begin Text block

### Video Transcript

In this video, we’re gonna learn about Pearson’s product moment correlation
coefficient, or just Pearson’s correlation coefficient, for short. Now, you should already know a bit about correlation. For example, about
positive and negative correlation, or direct and inverse correlation, and the fact that there
are different strengths of correlation depending on how good your line of best fit is and
predicting the value of one variable given the value of the other variable. Put simply, when you draw your line of best fit on a scatterplot, it will
either have a positive or negative slope or gradient. And the points will either be very
close to that line or spread out further away. Pearson’s product moment correlation coefficient is a number that houses to
quantify and interpret the type and strength of the correlation on a scale of negative
one through zero to positive one.

Now very quickly, you should recall that if your scatterplot looks something
like this, then the higher values of 𝑥 tend to be associated with higher values
of 𝑦; lower values of 𝑥 tend to be associated with lower values of
𝑦. And the line of best fit has a positive slope or gradient, so we call this
positive correlation. And the fact that the points are all pretty close to that line of best
fit, tells us that it’s strong correlation. And in this case, we’ve got a line of best fit that’s got a negative slope
or gradient, and we can see that larger 𝑥 values tend to be associated with lower
𝑦 values and vice versa. So we call this “negative correlation”. And the fact that the points aren’t
quite as close to the line of best fit as they were in the last example, tells us it’s
slightly weaker correlation.

Now just making rough judgements about how close the points are to that line
of best fit is not really very mathematical. So there are several different methods of
calculating a correlation coefficient, a number that quantifies how strong the correlation is.
Now they will come out with slightly different values but they all work on a scale from
negative one for perfect negative correlation, which would look something like that with all points exactly on the line of
best fit, through zero for a graph like that, where there’s no correlation
at all, all the way up to positive one for a graph like that, where all
the points sit exactly on the line of best fit. And that line of best fit has a positive
slope.

And here are a few examples. So in the top left one, we’ve got a correlation
coefficient of nought point seven six. And we can see that’s getting fairly close
to one, and it is suggesting that there is a positive slope. And those points are
fairly close to that line. And we can see that, as the correlation coefficient gets close to
zero, there’s no clear trend there. It’s not clear that high values of
𝑥 are associated with high values of 𝑦 or low values of
𝑥 are associated with high values of 𝑦. It’s just a bit of a-a
mess, a random splattering of points. Now somewhere in the middle, right around nought
point four one here, we can see, if I split the data into four quadrants, so going through the mean
𝑥 point and the mean 𝑦 point here, we can see that there are
slightly more bits of data in this and this quadrant. So there’s a very slight tendency
towards higher 𝑥s being associated with higher 𝑦s and lower
𝑥s with lower 𝑦s and so on. But it’s not a strong correlation. So that lack of clarity in the correlation is reflected in this correlation
coefficient of nought point four one. It’s not really close to zero.

end Text block
begin Supplied information

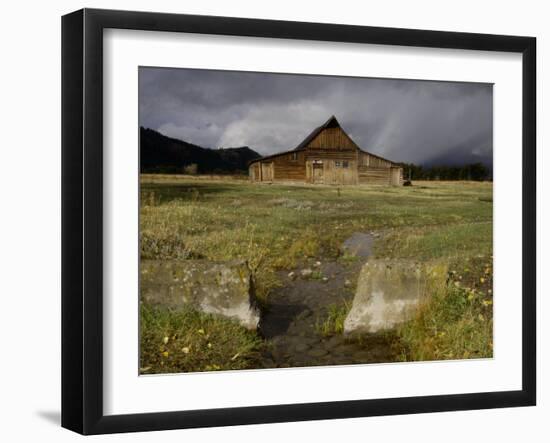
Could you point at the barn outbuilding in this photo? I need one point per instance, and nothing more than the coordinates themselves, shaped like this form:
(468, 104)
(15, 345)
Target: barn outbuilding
(327, 156)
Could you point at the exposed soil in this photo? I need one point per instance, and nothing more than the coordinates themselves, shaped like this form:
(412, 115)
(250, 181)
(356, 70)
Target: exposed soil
(289, 325)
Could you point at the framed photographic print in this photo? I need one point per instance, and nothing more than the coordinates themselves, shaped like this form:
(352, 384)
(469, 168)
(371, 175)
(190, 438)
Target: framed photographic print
(269, 221)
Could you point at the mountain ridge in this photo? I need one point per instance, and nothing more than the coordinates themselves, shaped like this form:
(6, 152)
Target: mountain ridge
(162, 154)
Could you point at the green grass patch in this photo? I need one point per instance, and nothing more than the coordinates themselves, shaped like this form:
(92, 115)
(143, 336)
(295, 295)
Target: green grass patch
(189, 341)
(457, 322)
(333, 323)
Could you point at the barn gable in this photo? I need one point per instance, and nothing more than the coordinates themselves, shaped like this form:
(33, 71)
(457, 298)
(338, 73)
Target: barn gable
(329, 135)
(327, 155)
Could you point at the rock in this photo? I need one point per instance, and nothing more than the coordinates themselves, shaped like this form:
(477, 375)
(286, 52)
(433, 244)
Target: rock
(221, 288)
(306, 273)
(389, 292)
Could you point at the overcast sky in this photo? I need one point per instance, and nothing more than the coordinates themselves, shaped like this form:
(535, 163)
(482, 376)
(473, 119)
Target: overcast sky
(423, 122)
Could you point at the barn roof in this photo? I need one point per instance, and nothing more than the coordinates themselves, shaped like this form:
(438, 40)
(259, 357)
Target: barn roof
(332, 122)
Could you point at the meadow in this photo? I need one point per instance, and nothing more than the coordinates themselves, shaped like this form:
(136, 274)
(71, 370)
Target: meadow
(278, 227)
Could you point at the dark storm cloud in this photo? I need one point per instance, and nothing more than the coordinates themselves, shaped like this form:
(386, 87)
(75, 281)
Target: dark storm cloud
(412, 121)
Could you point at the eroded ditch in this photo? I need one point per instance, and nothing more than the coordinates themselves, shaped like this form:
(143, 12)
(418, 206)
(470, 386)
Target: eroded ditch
(292, 326)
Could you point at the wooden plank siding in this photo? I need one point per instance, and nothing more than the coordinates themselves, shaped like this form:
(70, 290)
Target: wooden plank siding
(327, 156)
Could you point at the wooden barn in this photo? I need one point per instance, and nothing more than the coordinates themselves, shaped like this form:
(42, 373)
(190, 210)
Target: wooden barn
(327, 156)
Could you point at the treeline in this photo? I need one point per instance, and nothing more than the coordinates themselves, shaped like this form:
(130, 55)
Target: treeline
(161, 154)
(473, 171)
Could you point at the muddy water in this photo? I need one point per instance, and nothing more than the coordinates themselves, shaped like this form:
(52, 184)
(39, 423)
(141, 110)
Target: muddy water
(289, 325)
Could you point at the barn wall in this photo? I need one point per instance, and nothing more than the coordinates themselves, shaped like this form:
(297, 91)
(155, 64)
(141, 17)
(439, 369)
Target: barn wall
(290, 167)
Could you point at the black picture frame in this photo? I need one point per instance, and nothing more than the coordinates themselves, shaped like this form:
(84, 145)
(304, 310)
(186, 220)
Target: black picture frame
(82, 218)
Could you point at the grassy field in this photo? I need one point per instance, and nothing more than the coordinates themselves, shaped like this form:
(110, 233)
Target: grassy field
(277, 227)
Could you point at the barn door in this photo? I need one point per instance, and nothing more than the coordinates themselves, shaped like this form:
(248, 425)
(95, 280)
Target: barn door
(318, 172)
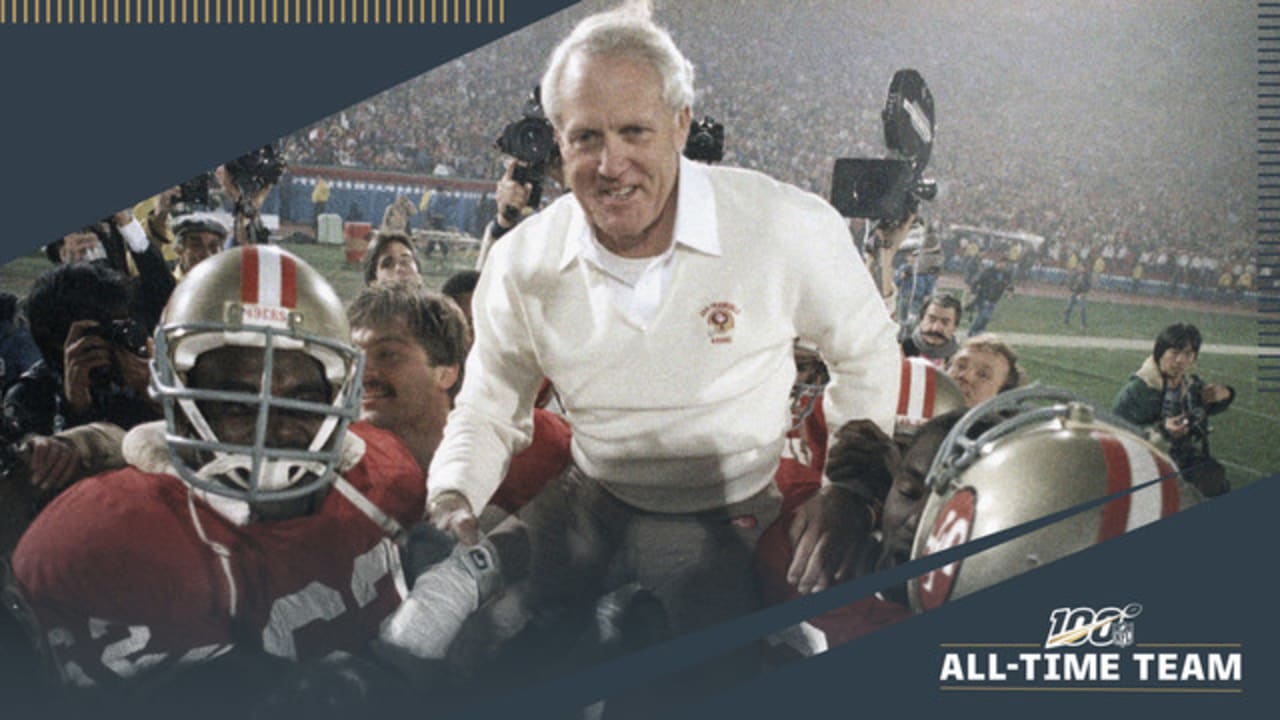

end Supplied information

_Task prompt:_ Please retype the part of the video transcript above from "In this video, we’re" to "to positive one." without changing a word.

_Written solution:_
In this video, we’re gonna learn about Pearson’s product moment correlation
coefficient, or just Pearson’s correlation coefficient, for short. Now, you should already know a bit about correlation. For example, about
positive and negative correlation, or direct and inverse correlation, and the fact that there
are different strengths of correlation depending on how good your line of best fit is and
predicting the value of one variable given the value of the other variable. Put simply, when you draw your line of best fit on a scatterplot, it will
either have a positive or negative slope or gradient. And the points will either be very
close to that line or spread out further away. Pearson’s product moment correlation coefficient is a number that houses to
quantify and interpret the type and strength of the correlation on a scale of negative
one through zero to positive one.